Description of the task: Reproduce the listing below with every instance of "in this photo" changed to "in this image" and nothing else altered. Omit the pictures from your output.

Entries:
######

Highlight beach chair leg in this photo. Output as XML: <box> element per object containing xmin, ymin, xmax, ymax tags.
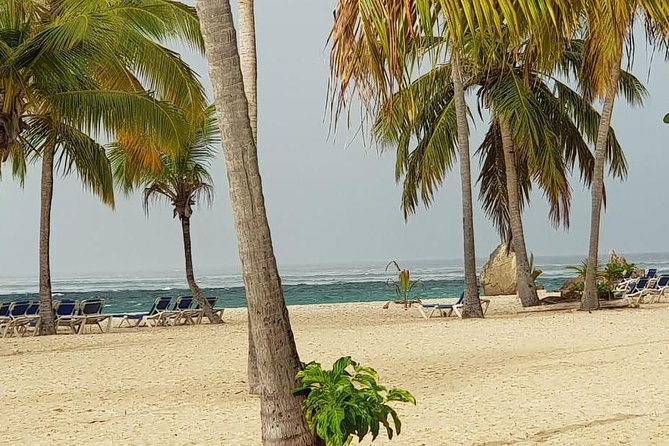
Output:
<box><xmin>481</xmin><ymin>299</ymin><xmax>490</xmax><ymax>316</ymax></box>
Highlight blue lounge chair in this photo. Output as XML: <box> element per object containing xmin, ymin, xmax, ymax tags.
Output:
<box><xmin>194</xmin><ymin>297</ymin><xmax>225</xmax><ymax>324</ymax></box>
<box><xmin>646</xmin><ymin>276</ymin><xmax>669</xmax><ymax>303</ymax></box>
<box><xmin>163</xmin><ymin>296</ymin><xmax>196</xmax><ymax>325</ymax></box>
<box><xmin>418</xmin><ymin>292</ymin><xmax>490</xmax><ymax>319</ymax></box>
<box><xmin>0</xmin><ymin>301</ymin><xmax>40</xmax><ymax>338</ymax></box>
<box><xmin>53</xmin><ymin>299</ymin><xmax>79</xmax><ymax>333</ymax></box>
<box><xmin>114</xmin><ymin>297</ymin><xmax>172</xmax><ymax>327</ymax></box>
<box><xmin>70</xmin><ymin>299</ymin><xmax>113</xmax><ymax>334</ymax></box>
<box><xmin>617</xmin><ymin>277</ymin><xmax>650</xmax><ymax>307</ymax></box>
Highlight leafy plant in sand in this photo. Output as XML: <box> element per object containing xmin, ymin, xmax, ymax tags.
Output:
<box><xmin>293</xmin><ymin>356</ymin><xmax>416</xmax><ymax>446</ymax></box>
<box><xmin>383</xmin><ymin>260</ymin><xmax>421</xmax><ymax>310</ymax></box>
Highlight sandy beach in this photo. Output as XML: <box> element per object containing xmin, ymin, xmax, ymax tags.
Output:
<box><xmin>0</xmin><ymin>297</ymin><xmax>669</xmax><ymax>446</ymax></box>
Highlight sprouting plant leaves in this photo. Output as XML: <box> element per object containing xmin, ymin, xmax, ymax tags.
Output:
<box><xmin>293</xmin><ymin>356</ymin><xmax>416</xmax><ymax>446</ymax></box>
<box><xmin>386</xmin><ymin>260</ymin><xmax>421</xmax><ymax>309</ymax></box>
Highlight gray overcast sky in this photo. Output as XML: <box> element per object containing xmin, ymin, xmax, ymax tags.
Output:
<box><xmin>0</xmin><ymin>0</ymin><xmax>669</xmax><ymax>277</ymax></box>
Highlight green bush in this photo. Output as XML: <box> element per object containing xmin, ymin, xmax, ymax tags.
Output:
<box><xmin>294</xmin><ymin>356</ymin><xmax>416</xmax><ymax>446</ymax></box>
<box><xmin>604</xmin><ymin>262</ymin><xmax>636</xmax><ymax>282</ymax></box>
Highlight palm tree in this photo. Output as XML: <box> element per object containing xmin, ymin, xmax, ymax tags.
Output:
<box><xmin>330</xmin><ymin>0</ymin><xmax>580</xmax><ymax>317</ymax></box>
<box><xmin>580</xmin><ymin>0</ymin><xmax>669</xmax><ymax>310</ymax></box>
<box><xmin>0</xmin><ymin>0</ymin><xmax>204</xmax><ymax>334</ymax></box>
<box><xmin>374</xmin><ymin>41</ymin><xmax>645</xmax><ymax>306</ymax></box>
<box><xmin>197</xmin><ymin>0</ymin><xmax>317</xmax><ymax>446</ymax></box>
<box><xmin>109</xmin><ymin>107</ymin><xmax>223</xmax><ymax>324</ymax></box>
<box><xmin>238</xmin><ymin>0</ymin><xmax>260</xmax><ymax>395</ymax></box>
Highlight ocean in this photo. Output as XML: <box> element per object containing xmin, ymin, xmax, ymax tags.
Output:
<box><xmin>0</xmin><ymin>253</ymin><xmax>669</xmax><ymax>313</ymax></box>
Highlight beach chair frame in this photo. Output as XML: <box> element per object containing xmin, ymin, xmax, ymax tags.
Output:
<box><xmin>418</xmin><ymin>295</ymin><xmax>490</xmax><ymax>319</ymax></box>
<box><xmin>0</xmin><ymin>301</ymin><xmax>42</xmax><ymax>338</ymax></box>
<box><xmin>70</xmin><ymin>299</ymin><xmax>113</xmax><ymax>335</ymax></box>
<box><xmin>118</xmin><ymin>297</ymin><xmax>172</xmax><ymax>328</ymax></box>
<box><xmin>53</xmin><ymin>300</ymin><xmax>79</xmax><ymax>334</ymax></box>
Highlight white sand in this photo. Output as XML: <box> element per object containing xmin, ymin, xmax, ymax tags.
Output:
<box><xmin>0</xmin><ymin>298</ymin><xmax>669</xmax><ymax>446</ymax></box>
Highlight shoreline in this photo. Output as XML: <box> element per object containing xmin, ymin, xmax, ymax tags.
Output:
<box><xmin>0</xmin><ymin>297</ymin><xmax>669</xmax><ymax>446</ymax></box>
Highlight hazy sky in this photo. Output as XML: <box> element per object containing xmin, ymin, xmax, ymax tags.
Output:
<box><xmin>0</xmin><ymin>0</ymin><xmax>669</xmax><ymax>277</ymax></box>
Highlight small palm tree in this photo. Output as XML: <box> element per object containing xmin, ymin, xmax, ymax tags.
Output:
<box><xmin>110</xmin><ymin>107</ymin><xmax>222</xmax><ymax>324</ymax></box>
<box><xmin>374</xmin><ymin>40</ymin><xmax>645</xmax><ymax>306</ymax></box>
<box><xmin>580</xmin><ymin>0</ymin><xmax>669</xmax><ymax>310</ymax></box>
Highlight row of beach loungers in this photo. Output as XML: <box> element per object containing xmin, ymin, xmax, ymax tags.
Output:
<box><xmin>0</xmin><ymin>296</ymin><xmax>224</xmax><ymax>337</ymax></box>
<box><xmin>613</xmin><ymin>269</ymin><xmax>669</xmax><ymax>307</ymax></box>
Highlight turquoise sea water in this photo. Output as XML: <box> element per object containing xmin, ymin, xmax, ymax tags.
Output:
<box><xmin>0</xmin><ymin>253</ymin><xmax>669</xmax><ymax>313</ymax></box>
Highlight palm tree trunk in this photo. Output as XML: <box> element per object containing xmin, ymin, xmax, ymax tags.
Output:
<box><xmin>239</xmin><ymin>0</ymin><xmax>258</xmax><ymax>139</ymax></box>
<box><xmin>451</xmin><ymin>48</ymin><xmax>483</xmax><ymax>318</ymax></box>
<box><xmin>581</xmin><ymin>61</ymin><xmax>622</xmax><ymax>310</ymax></box>
<box><xmin>39</xmin><ymin>143</ymin><xmax>56</xmax><ymax>336</ymax></box>
<box><xmin>238</xmin><ymin>0</ymin><xmax>260</xmax><ymax>395</ymax></box>
<box><xmin>499</xmin><ymin>119</ymin><xmax>539</xmax><ymax>307</ymax></box>
<box><xmin>179</xmin><ymin>215</ymin><xmax>223</xmax><ymax>324</ymax></box>
<box><xmin>197</xmin><ymin>0</ymin><xmax>317</xmax><ymax>446</ymax></box>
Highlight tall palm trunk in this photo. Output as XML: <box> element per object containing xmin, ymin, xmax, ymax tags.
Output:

######

Output of the task:
Highlight beach chair leg in this image. Output as XML: <box> element per object containing xmin, ymin, xmax, ymax tags.
Output:
<box><xmin>481</xmin><ymin>299</ymin><xmax>490</xmax><ymax>316</ymax></box>
Highlight blue lounge chair in this image. Output as XML: <box> element per object containing xmin, ymin, xmax, ymax tags.
Output:
<box><xmin>194</xmin><ymin>297</ymin><xmax>225</xmax><ymax>324</ymax></box>
<box><xmin>646</xmin><ymin>276</ymin><xmax>669</xmax><ymax>303</ymax></box>
<box><xmin>163</xmin><ymin>296</ymin><xmax>196</xmax><ymax>325</ymax></box>
<box><xmin>418</xmin><ymin>292</ymin><xmax>490</xmax><ymax>319</ymax></box>
<box><xmin>0</xmin><ymin>301</ymin><xmax>40</xmax><ymax>338</ymax></box>
<box><xmin>53</xmin><ymin>299</ymin><xmax>79</xmax><ymax>333</ymax></box>
<box><xmin>114</xmin><ymin>297</ymin><xmax>172</xmax><ymax>327</ymax></box>
<box><xmin>70</xmin><ymin>299</ymin><xmax>113</xmax><ymax>334</ymax></box>
<box><xmin>617</xmin><ymin>277</ymin><xmax>650</xmax><ymax>307</ymax></box>
Highlight leafy plant in sand in this image. Output as XML: <box> element per object containing xmin, ymin, xmax, ymax tags.
Output:
<box><xmin>293</xmin><ymin>356</ymin><xmax>416</xmax><ymax>446</ymax></box>
<box><xmin>383</xmin><ymin>260</ymin><xmax>421</xmax><ymax>310</ymax></box>
Highlight sandy beach in this image. Output as XML: <box> element per object containing xmin, ymin, xmax, ymax tags.
Output:
<box><xmin>0</xmin><ymin>297</ymin><xmax>669</xmax><ymax>446</ymax></box>
Highlight sprouting plant leaves in this image. Output as XML: <box> element per object containing xmin, ymin, xmax, ymax tags.
Output:
<box><xmin>293</xmin><ymin>356</ymin><xmax>416</xmax><ymax>446</ymax></box>
<box><xmin>386</xmin><ymin>260</ymin><xmax>421</xmax><ymax>309</ymax></box>
Highlight gray overcast sky in this image. Output as XML: <box> element per object containing xmin, ymin, xmax, ymax tags.
Output:
<box><xmin>0</xmin><ymin>0</ymin><xmax>669</xmax><ymax>277</ymax></box>
Highlight green bush in this image. Output as XML: <box> element per object containing xmin, ymin, xmax, ymax tags.
Output:
<box><xmin>294</xmin><ymin>356</ymin><xmax>416</xmax><ymax>446</ymax></box>
<box><xmin>604</xmin><ymin>262</ymin><xmax>636</xmax><ymax>282</ymax></box>
Highlight palm tree in this image. Output as XML: <box> element per object containing xmin, ymin, xmax, ymax tags.
Output:
<box><xmin>330</xmin><ymin>0</ymin><xmax>580</xmax><ymax>317</ymax></box>
<box><xmin>580</xmin><ymin>0</ymin><xmax>669</xmax><ymax>310</ymax></box>
<box><xmin>0</xmin><ymin>0</ymin><xmax>204</xmax><ymax>334</ymax></box>
<box><xmin>374</xmin><ymin>41</ymin><xmax>645</xmax><ymax>306</ymax></box>
<box><xmin>197</xmin><ymin>0</ymin><xmax>317</xmax><ymax>446</ymax></box>
<box><xmin>109</xmin><ymin>107</ymin><xmax>223</xmax><ymax>324</ymax></box>
<box><xmin>238</xmin><ymin>0</ymin><xmax>260</xmax><ymax>395</ymax></box>
Highlight ocean in this image. Output as XML: <box> element per object containing xmin, ymin, xmax, ymax tags.
Output:
<box><xmin>0</xmin><ymin>253</ymin><xmax>669</xmax><ymax>313</ymax></box>
Highlight beach chair frame in this image. Output as XML: <box> element per object containing xmin, ymin, xmax, ymax tags.
Output:
<box><xmin>418</xmin><ymin>295</ymin><xmax>490</xmax><ymax>319</ymax></box>
<box><xmin>0</xmin><ymin>301</ymin><xmax>42</xmax><ymax>338</ymax></box>
<box><xmin>70</xmin><ymin>299</ymin><xmax>113</xmax><ymax>335</ymax></box>
<box><xmin>118</xmin><ymin>297</ymin><xmax>172</xmax><ymax>328</ymax></box>
<box><xmin>53</xmin><ymin>300</ymin><xmax>79</xmax><ymax>334</ymax></box>
Highlight white sand in this image. Output as XML: <box> element per object containing xmin, ymin, xmax, ymax tags.
Output:
<box><xmin>0</xmin><ymin>298</ymin><xmax>669</xmax><ymax>446</ymax></box>
Highlight shoreline in this image. Output as XML: <box> element per object containing xmin, ymin, xmax, ymax tags.
Output:
<box><xmin>0</xmin><ymin>297</ymin><xmax>669</xmax><ymax>446</ymax></box>
Highlight hazy sky in this image. Output as XML: <box> element per object containing xmin, ymin, xmax, ymax tags.
Output:
<box><xmin>0</xmin><ymin>0</ymin><xmax>669</xmax><ymax>277</ymax></box>
Highlight small palm tree in this image. Output as XML: <box> element per object containing xmin, ymin, xmax, ymax tags.
Output:
<box><xmin>110</xmin><ymin>107</ymin><xmax>222</xmax><ymax>324</ymax></box>
<box><xmin>374</xmin><ymin>40</ymin><xmax>645</xmax><ymax>306</ymax></box>
<box><xmin>580</xmin><ymin>0</ymin><xmax>669</xmax><ymax>310</ymax></box>
Highlight row of beach loungers in this image. Output as XML: <box> element per object containing xmin, ymin, xmax, ymax tags.
Output:
<box><xmin>0</xmin><ymin>296</ymin><xmax>224</xmax><ymax>337</ymax></box>
<box><xmin>613</xmin><ymin>269</ymin><xmax>669</xmax><ymax>307</ymax></box>
Highlight turquoise sea water in this image. Output as XML: <box> element per object containing xmin, ymin, xmax, ymax tags.
Output:
<box><xmin>0</xmin><ymin>253</ymin><xmax>669</xmax><ymax>313</ymax></box>
Highlight palm tree trunk in this image. Output as XML: <box> element per object containing xmin, ymin, xmax, ymax tags.
Output:
<box><xmin>239</xmin><ymin>0</ymin><xmax>258</xmax><ymax>139</ymax></box>
<box><xmin>451</xmin><ymin>48</ymin><xmax>483</xmax><ymax>318</ymax></box>
<box><xmin>581</xmin><ymin>61</ymin><xmax>622</xmax><ymax>310</ymax></box>
<box><xmin>39</xmin><ymin>143</ymin><xmax>56</xmax><ymax>336</ymax></box>
<box><xmin>238</xmin><ymin>0</ymin><xmax>260</xmax><ymax>395</ymax></box>
<box><xmin>499</xmin><ymin>119</ymin><xmax>539</xmax><ymax>307</ymax></box>
<box><xmin>179</xmin><ymin>215</ymin><xmax>223</xmax><ymax>324</ymax></box>
<box><xmin>197</xmin><ymin>0</ymin><xmax>317</xmax><ymax>446</ymax></box>
Highlight tall palm trunk in this image. Output as XML: <box> element per object containing xmin, ymin, xmax, ymax tags.
Output:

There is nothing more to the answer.